Directions for this task:
Reproduce the listing below word for word, starting at the line that contains "Segment car front wheel from the scene." and stopping after the line that contains "[198,218,263,248]".

Provided information:
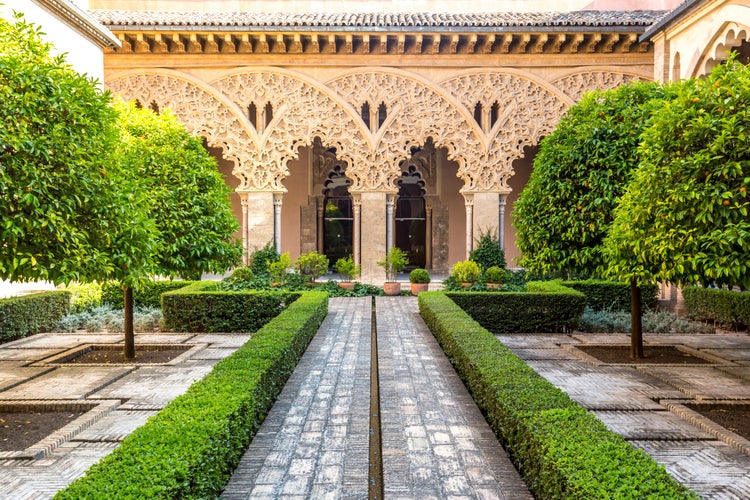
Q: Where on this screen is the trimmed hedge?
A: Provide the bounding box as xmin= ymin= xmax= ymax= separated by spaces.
xmin=0 ymin=290 xmax=70 ymax=340
xmin=55 ymin=292 xmax=328 ymax=500
xmin=102 ymin=281 xmax=198 ymax=309
xmin=562 ymin=280 xmax=659 ymax=311
xmin=447 ymin=281 xmax=586 ymax=333
xmin=682 ymin=286 xmax=750 ymax=330
xmin=418 ymin=292 xmax=698 ymax=499
xmin=161 ymin=281 xmax=300 ymax=333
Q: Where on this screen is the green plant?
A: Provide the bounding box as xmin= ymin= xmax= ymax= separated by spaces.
xmin=451 ymin=260 xmax=480 ymax=283
xmin=484 ymin=266 xmax=505 ymax=283
xmin=469 ymin=231 xmax=505 ymax=272
xmin=55 ymin=292 xmax=328 ymax=500
xmin=0 ymin=290 xmax=70 ymax=340
xmin=336 ymin=255 xmax=362 ymax=282
xmin=419 ymin=292 xmax=697 ymax=499
xmin=376 ymin=247 xmax=409 ymax=281
xmin=294 ymin=250 xmax=329 ymax=281
xmin=409 ymin=268 xmax=430 ymax=283
xmin=267 ymin=252 xmax=292 ymax=286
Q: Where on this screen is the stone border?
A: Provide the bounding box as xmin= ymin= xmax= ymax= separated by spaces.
xmin=560 ymin=343 xmax=739 ymax=367
xmin=660 ymin=399 xmax=750 ymax=456
xmin=0 ymin=400 xmax=120 ymax=460
xmin=28 ymin=343 xmax=208 ymax=366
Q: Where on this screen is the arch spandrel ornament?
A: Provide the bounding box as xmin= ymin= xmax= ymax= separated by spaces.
xmin=328 ymin=70 xmax=485 ymax=192
xmin=106 ymin=73 xmax=263 ymax=191
xmin=214 ymin=69 xmax=370 ymax=191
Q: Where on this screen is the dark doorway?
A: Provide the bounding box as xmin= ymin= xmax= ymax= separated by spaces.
xmin=395 ymin=166 xmax=427 ymax=268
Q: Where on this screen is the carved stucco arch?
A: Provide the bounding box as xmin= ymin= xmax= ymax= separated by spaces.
xmin=327 ymin=67 xmax=486 ymax=192
xmin=692 ymin=22 xmax=750 ymax=77
xmin=212 ymin=67 xmax=372 ymax=191
xmin=105 ymin=69 xmax=262 ymax=190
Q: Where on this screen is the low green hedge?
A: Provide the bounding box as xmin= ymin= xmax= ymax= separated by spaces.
xmin=0 ymin=290 xmax=70 ymax=340
xmin=161 ymin=281 xmax=300 ymax=333
xmin=102 ymin=280 xmax=198 ymax=309
xmin=682 ymin=286 xmax=750 ymax=330
xmin=55 ymin=292 xmax=328 ymax=500
xmin=418 ymin=292 xmax=698 ymax=499
xmin=562 ymin=280 xmax=659 ymax=311
xmin=448 ymin=281 xmax=586 ymax=333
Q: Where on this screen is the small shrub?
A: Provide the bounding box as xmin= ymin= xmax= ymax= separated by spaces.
xmin=469 ymin=231 xmax=506 ymax=272
xmin=451 ymin=260 xmax=480 ymax=283
xmin=0 ymin=290 xmax=70 ymax=340
xmin=484 ymin=266 xmax=505 ymax=283
xmin=294 ymin=250 xmax=329 ymax=281
xmin=409 ymin=268 xmax=430 ymax=283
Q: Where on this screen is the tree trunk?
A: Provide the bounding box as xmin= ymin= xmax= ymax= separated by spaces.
xmin=630 ymin=278 xmax=644 ymax=359
xmin=122 ymin=287 xmax=135 ymax=359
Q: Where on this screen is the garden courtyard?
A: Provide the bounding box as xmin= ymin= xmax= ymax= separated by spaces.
xmin=0 ymin=297 xmax=750 ymax=499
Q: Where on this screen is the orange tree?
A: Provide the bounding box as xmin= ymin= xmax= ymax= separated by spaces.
xmin=604 ymin=58 xmax=750 ymax=336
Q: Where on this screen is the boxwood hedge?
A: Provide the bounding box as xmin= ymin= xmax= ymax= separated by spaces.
xmin=161 ymin=281 xmax=299 ymax=332
xmin=448 ymin=281 xmax=586 ymax=333
xmin=0 ymin=290 xmax=70 ymax=340
xmin=55 ymin=292 xmax=328 ymax=499
xmin=419 ymin=292 xmax=698 ymax=499
xmin=682 ymin=286 xmax=750 ymax=330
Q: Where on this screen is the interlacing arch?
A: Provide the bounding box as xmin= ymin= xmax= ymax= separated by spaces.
xmin=106 ymin=70 xmax=258 ymax=187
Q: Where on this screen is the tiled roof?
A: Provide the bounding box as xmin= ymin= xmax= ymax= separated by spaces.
xmin=90 ymin=10 xmax=668 ymax=31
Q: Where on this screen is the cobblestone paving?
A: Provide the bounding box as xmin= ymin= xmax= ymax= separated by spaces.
xmin=508 ymin=334 xmax=750 ymax=499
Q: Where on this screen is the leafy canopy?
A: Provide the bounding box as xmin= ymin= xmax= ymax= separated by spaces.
xmin=605 ymin=58 xmax=750 ymax=287
xmin=513 ymin=82 xmax=666 ymax=275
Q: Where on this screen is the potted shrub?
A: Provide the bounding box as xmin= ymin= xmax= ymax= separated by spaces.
xmin=484 ymin=266 xmax=505 ymax=288
xmin=409 ymin=268 xmax=430 ymax=295
xmin=451 ymin=260 xmax=480 ymax=287
xmin=294 ymin=250 xmax=328 ymax=283
xmin=336 ymin=255 xmax=362 ymax=290
xmin=376 ymin=247 xmax=409 ymax=295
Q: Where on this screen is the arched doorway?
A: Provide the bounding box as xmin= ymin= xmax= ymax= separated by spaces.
xmin=395 ymin=165 xmax=427 ymax=267
xmin=323 ymin=165 xmax=354 ymax=266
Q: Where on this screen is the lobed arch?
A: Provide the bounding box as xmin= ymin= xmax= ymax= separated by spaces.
xmin=105 ymin=69 xmax=259 ymax=190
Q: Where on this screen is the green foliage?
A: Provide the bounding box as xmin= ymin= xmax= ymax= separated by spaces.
xmin=448 ymin=281 xmax=586 ymax=333
xmin=294 ymin=250 xmax=328 ymax=281
xmin=101 ymin=281 xmax=197 ymax=309
xmin=562 ymin=280 xmax=659 ymax=311
xmin=55 ymin=292 xmax=328 ymax=500
xmin=409 ymin=268 xmax=430 ymax=283
xmin=418 ymin=292 xmax=697 ymax=499
xmin=577 ymin=307 xmax=715 ymax=334
xmin=376 ymin=247 xmax=409 ymax=281
xmin=336 ymin=255 xmax=362 ymax=281
xmin=451 ymin=260 xmax=480 ymax=283
xmin=484 ymin=266 xmax=505 ymax=283
xmin=513 ymin=82 xmax=668 ymax=277
xmin=606 ymin=59 xmax=750 ymax=288
xmin=162 ymin=281 xmax=300 ymax=333
xmin=117 ymin=103 xmax=242 ymax=279
xmin=0 ymin=291 xmax=70 ymax=340
xmin=469 ymin=231 xmax=505 ymax=270
xmin=0 ymin=15 xmax=153 ymax=283
xmin=682 ymin=286 xmax=750 ymax=330
xmin=65 ymin=283 xmax=102 ymax=313
xmin=250 ymin=241 xmax=280 ymax=276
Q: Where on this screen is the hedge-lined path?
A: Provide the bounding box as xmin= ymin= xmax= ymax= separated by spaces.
xmin=497 ymin=333 xmax=750 ymax=499
xmin=223 ymin=297 xmax=531 ymax=500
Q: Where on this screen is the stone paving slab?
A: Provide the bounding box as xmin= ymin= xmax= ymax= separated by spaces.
xmin=222 ymin=297 xmax=371 ymax=499
xmin=376 ymin=297 xmax=536 ymax=499
xmin=0 ymin=366 xmax=134 ymax=400
xmin=637 ymin=366 xmax=750 ymax=399
xmin=592 ymin=409 xmax=715 ymax=441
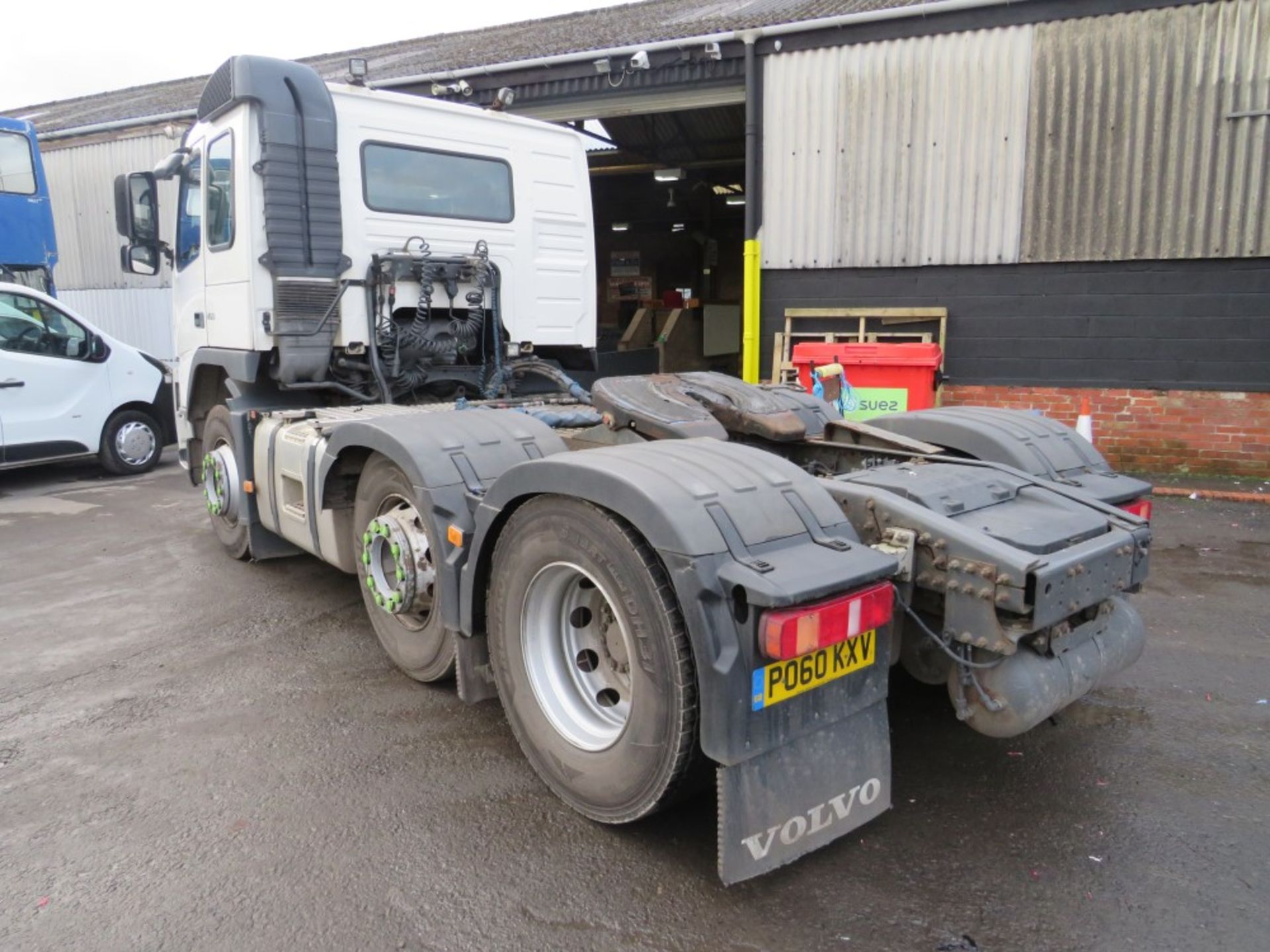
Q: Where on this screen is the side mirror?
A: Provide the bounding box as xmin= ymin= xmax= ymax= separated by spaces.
xmin=114 ymin=171 xmax=159 ymax=245
xmin=119 ymin=245 xmax=159 ymax=278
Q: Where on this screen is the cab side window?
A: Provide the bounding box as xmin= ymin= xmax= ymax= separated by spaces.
xmin=207 ymin=132 xmax=233 ymax=251
xmin=0 ymin=292 xmax=89 ymax=360
xmin=177 ymin=152 xmax=203 ymax=270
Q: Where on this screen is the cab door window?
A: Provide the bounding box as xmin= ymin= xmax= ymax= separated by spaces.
xmin=177 ymin=152 xmax=203 ymax=270
xmin=0 ymin=292 xmax=89 ymax=360
xmin=207 ymin=132 xmax=233 ymax=251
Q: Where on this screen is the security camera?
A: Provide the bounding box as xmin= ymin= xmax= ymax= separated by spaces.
xmin=489 ymin=87 xmax=516 ymax=112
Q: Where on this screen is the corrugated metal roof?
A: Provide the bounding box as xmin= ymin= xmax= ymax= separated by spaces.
xmin=0 ymin=0 xmax=929 ymax=132
xmin=1023 ymin=0 xmax=1270 ymax=262
xmin=42 ymin=128 xmax=184 ymax=290
xmin=762 ymin=25 xmax=1033 ymax=268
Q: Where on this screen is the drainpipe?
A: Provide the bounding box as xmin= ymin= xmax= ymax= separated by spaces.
xmin=740 ymin=33 xmax=762 ymax=383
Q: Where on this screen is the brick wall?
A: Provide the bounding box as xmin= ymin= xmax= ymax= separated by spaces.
xmin=944 ymin=385 xmax=1270 ymax=477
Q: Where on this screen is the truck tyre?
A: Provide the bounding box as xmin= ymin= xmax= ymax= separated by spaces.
xmin=198 ymin=406 xmax=251 ymax=559
xmin=98 ymin=410 xmax=163 ymax=476
xmin=487 ymin=496 xmax=698 ymax=824
xmin=353 ymin=453 xmax=454 ymax=682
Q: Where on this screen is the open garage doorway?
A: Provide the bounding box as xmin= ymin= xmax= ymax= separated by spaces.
xmin=570 ymin=104 xmax=745 ymax=374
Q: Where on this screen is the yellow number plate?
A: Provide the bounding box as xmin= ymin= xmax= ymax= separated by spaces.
xmin=753 ymin=631 xmax=878 ymax=711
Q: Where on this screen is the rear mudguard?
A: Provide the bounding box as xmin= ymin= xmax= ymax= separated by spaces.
xmin=824 ymin=462 xmax=1151 ymax=654
xmin=868 ymin=406 xmax=1151 ymax=504
xmin=461 ymin=439 xmax=896 ymax=882
xmin=315 ymin=407 xmax=566 ymax=621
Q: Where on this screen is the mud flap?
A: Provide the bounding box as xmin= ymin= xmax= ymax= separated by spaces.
xmin=719 ymin=698 xmax=890 ymax=886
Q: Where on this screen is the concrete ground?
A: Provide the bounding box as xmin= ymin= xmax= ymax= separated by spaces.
xmin=0 ymin=462 xmax=1270 ymax=952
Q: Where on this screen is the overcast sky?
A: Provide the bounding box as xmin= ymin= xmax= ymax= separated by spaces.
xmin=0 ymin=0 xmax=630 ymax=109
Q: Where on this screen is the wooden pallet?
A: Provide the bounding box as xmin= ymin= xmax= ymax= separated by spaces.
xmin=772 ymin=307 xmax=949 ymax=383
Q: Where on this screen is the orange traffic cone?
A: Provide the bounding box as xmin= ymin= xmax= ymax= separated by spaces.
xmin=1076 ymin=397 xmax=1093 ymax=443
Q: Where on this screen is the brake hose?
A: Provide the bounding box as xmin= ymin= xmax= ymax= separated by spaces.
xmin=896 ymin=592 xmax=1006 ymax=668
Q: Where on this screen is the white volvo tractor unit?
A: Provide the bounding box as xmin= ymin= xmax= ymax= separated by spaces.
xmin=116 ymin=56 xmax=1151 ymax=882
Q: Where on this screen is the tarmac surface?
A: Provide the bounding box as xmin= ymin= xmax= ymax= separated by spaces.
xmin=0 ymin=461 xmax=1270 ymax=952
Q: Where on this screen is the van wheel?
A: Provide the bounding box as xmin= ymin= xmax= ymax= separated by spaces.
xmin=489 ymin=496 xmax=697 ymax=824
xmin=197 ymin=406 xmax=251 ymax=559
xmin=353 ymin=453 xmax=454 ymax=682
xmin=98 ymin=410 xmax=163 ymax=476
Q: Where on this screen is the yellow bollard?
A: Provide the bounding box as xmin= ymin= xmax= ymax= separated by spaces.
xmin=740 ymin=239 xmax=761 ymax=383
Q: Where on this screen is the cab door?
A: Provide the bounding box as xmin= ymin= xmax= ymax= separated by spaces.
xmin=0 ymin=291 xmax=114 ymax=463
xmin=171 ymin=139 xmax=207 ymax=370
xmin=203 ymin=127 xmax=255 ymax=350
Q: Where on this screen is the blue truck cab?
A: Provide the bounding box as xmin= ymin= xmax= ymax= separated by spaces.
xmin=0 ymin=117 xmax=57 ymax=294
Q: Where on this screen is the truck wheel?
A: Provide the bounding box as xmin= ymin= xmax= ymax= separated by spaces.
xmin=98 ymin=410 xmax=163 ymax=476
xmin=353 ymin=453 xmax=454 ymax=682
xmin=200 ymin=406 xmax=251 ymax=559
xmin=489 ymin=496 xmax=697 ymax=824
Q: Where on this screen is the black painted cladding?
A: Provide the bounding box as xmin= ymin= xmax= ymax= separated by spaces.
xmin=761 ymin=258 xmax=1270 ymax=391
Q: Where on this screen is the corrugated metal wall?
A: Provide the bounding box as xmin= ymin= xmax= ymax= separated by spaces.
xmin=761 ymin=0 xmax=1270 ymax=268
xmin=57 ymin=288 xmax=177 ymax=360
xmin=40 ymin=128 xmax=184 ymax=360
xmin=1023 ymin=0 xmax=1270 ymax=262
xmin=763 ymin=26 xmax=1033 ymax=268
xmin=40 ymin=130 xmax=184 ymax=290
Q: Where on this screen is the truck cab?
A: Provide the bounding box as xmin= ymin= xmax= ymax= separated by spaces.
xmin=116 ymin=57 xmax=595 ymax=475
xmin=0 ymin=117 xmax=57 ymax=294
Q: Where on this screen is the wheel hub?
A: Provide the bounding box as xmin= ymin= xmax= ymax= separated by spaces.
xmin=362 ymin=504 xmax=437 ymax=615
xmin=521 ymin=563 xmax=632 ymax=752
xmin=203 ymin=443 xmax=241 ymax=523
xmin=114 ymin=420 xmax=159 ymax=466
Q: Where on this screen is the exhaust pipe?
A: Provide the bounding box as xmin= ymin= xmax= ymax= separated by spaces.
xmin=947 ymin=598 xmax=1147 ymax=738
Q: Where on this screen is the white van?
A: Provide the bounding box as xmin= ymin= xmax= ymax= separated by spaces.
xmin=0 ymin=282 xmax=175 ymax=473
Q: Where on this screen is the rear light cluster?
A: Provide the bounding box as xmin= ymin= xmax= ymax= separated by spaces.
xmin=1120 ymin=499 xmax=1151 ymax=522
xmin=758 ymin=581 xmax=896 ymax=661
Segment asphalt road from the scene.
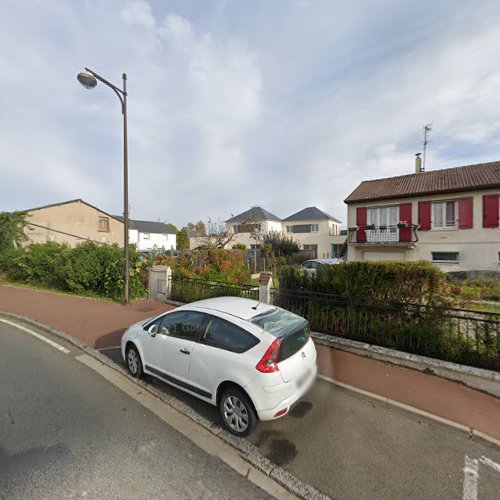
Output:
[98,350,500,500]
[0,323,269,499]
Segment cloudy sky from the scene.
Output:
[0,0,500,226]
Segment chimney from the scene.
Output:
[415,153,423,174]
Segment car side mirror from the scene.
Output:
[148,324,158,337]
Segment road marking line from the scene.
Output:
[479,455,500,472]
[0,318,70,354]
[463,455,479,500]
[75,354,296,500]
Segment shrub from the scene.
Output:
[149,248,251,283]
[0,242,146,300]
[278,261,445,304]
[233,243,247,250]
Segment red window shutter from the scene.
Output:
[356,207,367,243]
[399,203,413,241]
[483,194,499,227]
[418,201,432,231]
[458,198,473,229]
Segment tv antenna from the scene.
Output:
[422,123,432,172]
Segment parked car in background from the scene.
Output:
[302,259,344,273]
[121,297,317,436]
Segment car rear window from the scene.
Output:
[250,307,309,363]
[278,323,309,363]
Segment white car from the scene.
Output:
[121,297,317,436]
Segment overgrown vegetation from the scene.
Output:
[147,248,251,283]
[277,262,500,371]
[0,242,146,300]
[277,261,446,305]
[448,278,500,306]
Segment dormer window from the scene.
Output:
[432,201,457,229]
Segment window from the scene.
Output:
[154,311,205,341]
[432,201,457,229]
[97,217,109,233]
[366,206,399,226]
[432,252,458,263]
[304,245,318,259]
[233,224,261,233]
[200,316,259,353]
[286,224,319,233]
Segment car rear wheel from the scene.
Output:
[126,344,143,378]
[219,389,258,437]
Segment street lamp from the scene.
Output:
[76,68,130,304]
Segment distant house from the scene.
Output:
[24,199,123,247]
[283,207,346,258]
[115,215,177,252]
[345,161,500,272]
[226,207,282,249]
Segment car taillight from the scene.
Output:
[255,339,281,373]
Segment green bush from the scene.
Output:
[0,242,146,300]
[149,248,251,283]
[278,261,445,304]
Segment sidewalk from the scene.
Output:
[0,286,500,439]
[0,285,175,349]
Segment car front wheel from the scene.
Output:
[219,389,258,437]
[126,344,143,378]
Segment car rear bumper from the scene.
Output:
[254,364,318,421]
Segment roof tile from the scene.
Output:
[344,161,500,204]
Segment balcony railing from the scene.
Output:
[347,223,420,245]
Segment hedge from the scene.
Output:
[0,242,146,300]
[278,261,446,304]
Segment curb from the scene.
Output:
[311,332,500,398]
[0,311,330,500]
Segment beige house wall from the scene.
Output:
[283,219,345,259]
[347,189,500,272]
[24,201,123,247]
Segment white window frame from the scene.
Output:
[431,200,458,231]
[431,251,460,264]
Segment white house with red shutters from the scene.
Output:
[344,160,500,272]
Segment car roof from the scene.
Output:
[177,297,276,320]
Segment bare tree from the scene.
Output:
[198,218,263,248]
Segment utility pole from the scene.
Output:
[422,123,432,172]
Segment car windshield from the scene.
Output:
[250,307,307,338]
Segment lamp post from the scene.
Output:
[76,68,130,305]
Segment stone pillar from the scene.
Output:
[149,266,172,302]
[259,272,273,304]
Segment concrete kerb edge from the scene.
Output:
[318,375,500,447]
[0,310,330,500]
[311,332,500,398]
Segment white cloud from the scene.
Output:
[0,0,500,224]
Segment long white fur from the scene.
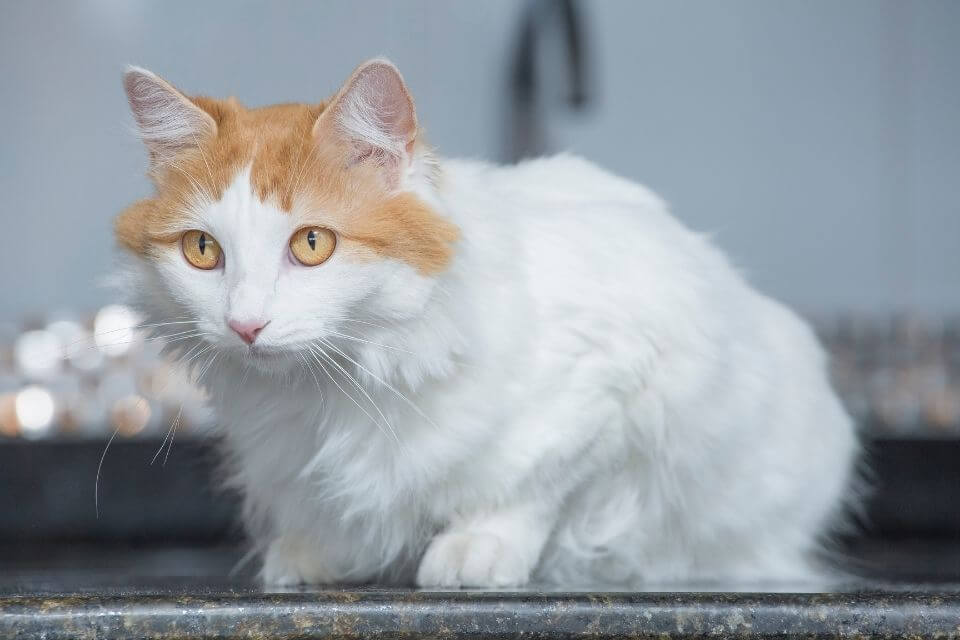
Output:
[116,62,858,586]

Exercise result:
Segment car front wheel from the scene.
Output:
[219,389,258,437]
[126,344,143,378]
Segment car rear bumper from the scene.
Output:
[254,364,318,421]
Segment roof tile from the scene.
Output:
[344,161,500,204]
Segment balcony railing from the scene.
Output:
[347,223,420,245]
Segment hedge from the scene.
Output:
[0,242,146,300]
[278,261,446,304]
Segment curb from the scene.
Output:
[311,332,500,398]
[0,311,330,500]
Segment beige house wall from the scene.
Output:
[283,219,345,259]
[347,189,500,272]
[24,201,123,247]
Segment white window frame from the scene.
Output:
[431,200,458,231]
[431,251,460,264]
Segment white house with red shutters from the scene.
Output:
[344,160,500,272]
Segment car roof from the scene.
Output:
[177,297,276,320]
Segment bare tree from the scene.
Output:
[198,218,263,248]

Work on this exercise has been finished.